[Entries on locating named things]
— start —

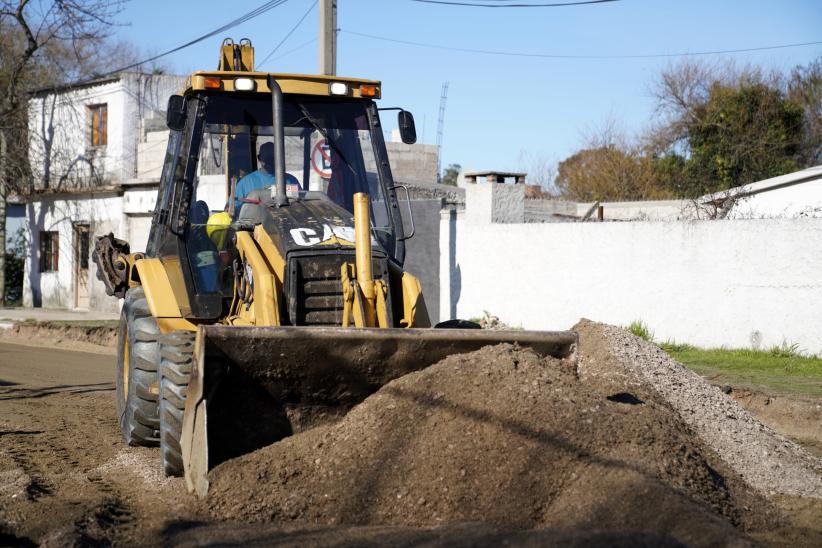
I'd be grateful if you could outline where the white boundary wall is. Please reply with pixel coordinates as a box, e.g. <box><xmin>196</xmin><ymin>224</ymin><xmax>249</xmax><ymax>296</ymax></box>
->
<box><xmin>440</xmin><ymin>187</ymin><xmax>822</xmax><ymax>353</ymax></box>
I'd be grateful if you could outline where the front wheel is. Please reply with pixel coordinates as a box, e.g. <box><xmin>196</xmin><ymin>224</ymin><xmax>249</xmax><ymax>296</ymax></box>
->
<box><xmin>160</xmin><ymin>331</ymin><xmax>196</xmax><ymax>476</ymax></box>
<box><xmin>116</xmin><ymin>287</ymin><xmax>160</xmax><ymax>446</ymax></box>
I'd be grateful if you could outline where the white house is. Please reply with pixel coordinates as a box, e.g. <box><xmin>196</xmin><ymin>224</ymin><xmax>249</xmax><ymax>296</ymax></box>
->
<box><xmin>23</xmin><ymin>73</ymin><xmax>444</xmax><ymax>311</ymax></box>
<box><xmin>23</xmin><ymin>73</ymin><xmax>185</xmax><ymax>310</ymax></box>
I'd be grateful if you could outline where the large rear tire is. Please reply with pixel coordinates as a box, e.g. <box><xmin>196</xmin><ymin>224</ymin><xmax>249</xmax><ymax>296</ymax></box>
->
<box><xmin>116</xmin><ymin>287</ymin><xmax>160</xmax><ymax>446</ymax></box>
<box><xmin>160</xmin><ymin>331</ymin><xmax>196</xmax><ymax>476</ymax></box>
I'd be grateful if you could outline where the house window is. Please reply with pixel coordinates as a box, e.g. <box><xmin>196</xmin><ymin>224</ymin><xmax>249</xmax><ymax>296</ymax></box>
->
<box><xmin>88</xmin><ymin>105</ymin><xmax>108</xmax><ymax>147</ymax></box>
<box><xmin>40</xmin><ymin>231</ymin><xmax>59</xmax><ymax>272</ymax></box>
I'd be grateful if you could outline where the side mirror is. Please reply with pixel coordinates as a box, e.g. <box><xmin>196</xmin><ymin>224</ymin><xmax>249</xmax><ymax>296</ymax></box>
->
<box><xmin>397</xmin><ymin>110</ymin><xmax>417</xmax><ymax>145</ymax></box>
<box><xmin>166</xmin><ymin>95</ymin><xmax>186</xmax><ymax>131</ymax></box>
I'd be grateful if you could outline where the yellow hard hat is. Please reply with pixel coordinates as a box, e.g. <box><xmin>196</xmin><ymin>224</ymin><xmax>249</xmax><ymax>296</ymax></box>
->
<box><xmin>206</xmin><ymin>211</ymin><xmax>231</xmax><ymax>249</ymax></box>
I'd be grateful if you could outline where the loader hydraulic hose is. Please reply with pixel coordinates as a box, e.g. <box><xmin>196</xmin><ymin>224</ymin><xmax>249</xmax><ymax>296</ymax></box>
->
<box><xmin>268</xmin><ymin>76</ymin><xmax>288</xmax><ymax>207</ymax></box>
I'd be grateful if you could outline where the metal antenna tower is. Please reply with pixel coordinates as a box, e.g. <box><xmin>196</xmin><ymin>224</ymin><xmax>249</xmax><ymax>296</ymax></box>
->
<box><xmin>437</xmin><ymin>82</ymin><xmax>448</xmax><ymax>183</ymax></box>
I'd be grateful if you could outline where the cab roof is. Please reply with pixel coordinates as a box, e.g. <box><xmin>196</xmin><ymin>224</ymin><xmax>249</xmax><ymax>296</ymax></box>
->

— end —

SHORT PROBLEM
Write out all of the rows above again word for word, leaving out the pictures.

EXERCISE SOLUTION
I'd be grateful if you could outline where the white boundary wall is. Please reply with pixel coordinates as a box, e.g. <box><xmin>196</xmin><ymin>224</ymin><xmax>249</xmax><ymax>296</ymax></box>
->
<box><xmin>440</xmin><ymin>187</ymin><xmax>822</xmax><ymax>353</ymax></box>
I'd be grateful if you could outline where the front wheel is. Please reply with pixel coordinates as a box, e.g. <box><xmin>196</xmin><ymin>224</ymin><xmax>249</xmax><ymax>296</ymax></box>
->
<box><xmin>160</xmin><ymin>331</ymin><xmax>196</xmax><ymax>476</ymax></box>
<box><xmin>116</xmin><ymin>287</ymin><xmax>160</xmax><ymax>446</ymax></box>
I'd be grateful if you could outline where the white house is. Please reply with pixel coordinates as a box, e.g. <box><xmin>196</xmin><ymin>224</ymin><xmax>249</xmax><ymax>296</ymax></box>
->
<box><xmin>23</xmin><ymin>73</ymin><xmax>444</xmax><ymax>311</ymax></box>
<box><xmin>23</xmin><ymin>73</ymin><xmax>185</xmax><ymax>310</ymax></box>
I'd be grateful if you could outline where the large rear tire is. Please reply with pixel coordinates as a box, e.g. <box><xmin>196</xmin><ymin>224</ymin><xmax>249</xmax><ymax>296</ymax></box>
->
<box><xmin>116</xmin><ymin>287</ymin><xmax>160</xmax><ymax>446</ymax></box>
<box><xmin>160</xmin><ymin>331</ymin><xmax>196</xmax><ymax>476</ymax></box>
I'd be grateful if you could outline where the house window is. Please reply with pixel coordinates as a box, e.g. <box><xmin>196</xmin><ymin>224</ymin><xmax>249</xmax><ymax>296</ymax></box>
->
<box><xmin>88</xmin><ymin>105</ymin><xmax>108</xmax><ymax>147</ymax></box>
<box><xmin>40</xmin><ymin>231</ymin><xmax>59</xmax><ymax>272</ymax></box>
I'd be grateful if you could outline where the side mirror is. Please reply with pixel coordinates as a box, e.g. <box><xmin>196</xmin><ymin>224</ymin><xmax>249</xmax><ymax>296</ymax></box>
->
<box><xmin>397</xmin><ymin>110</ymin><xmax>417</xmax><ymax>145</ymax></box>
<box><xmin>166</xmin><ymin>95</ymin><xmax>186</xmax><ymax>131</ymax></box>
I'd be grateful if you could outline where the yellow hard hat is. Please reply with pixel coordinates as a box, e.g. <box><xmin>196</xmin><ymin>224</ymin><xmax>249</xmax><ymax>296</ymax></box>
->
<box><xmin>206</xmin><ymin>211</ymin><xmax>231</xmax><ymax>249</ymax></box>
I'd be grateful if you could outline where the loader hydraulic hose is. Please reply with pixel coordinates as a box, e.g. <box><xmin>196</xmin><ymin>224</ymin><xmax>249</xmax><ymax>296</ymax></box>
->
<box><xmin>268</xmin><ymin>76</ymin><xmax>288</xmax><ymax>207</ymax></box>
I'd be grateful if you could outline where the metal antenna tower is. Please reply with pixel coordinates as a box, e.g. <box><xmin>196</xmin><ymin>224</ymin><xmax>249</xmax><ymax>296</ymax></box>
->
<box><xmin>437</xmin><ymin>82</ymin><xmax>448</xmax><ymax>183</ymax></box>
I'd be grateful if you could outline where the cab roof is. Please reply with pixel coordinates as a box, e.g. <box><xmin>196</xmin><ymin>224</ymin><xmax>249</xmax><ymax>296</ymax></box>
->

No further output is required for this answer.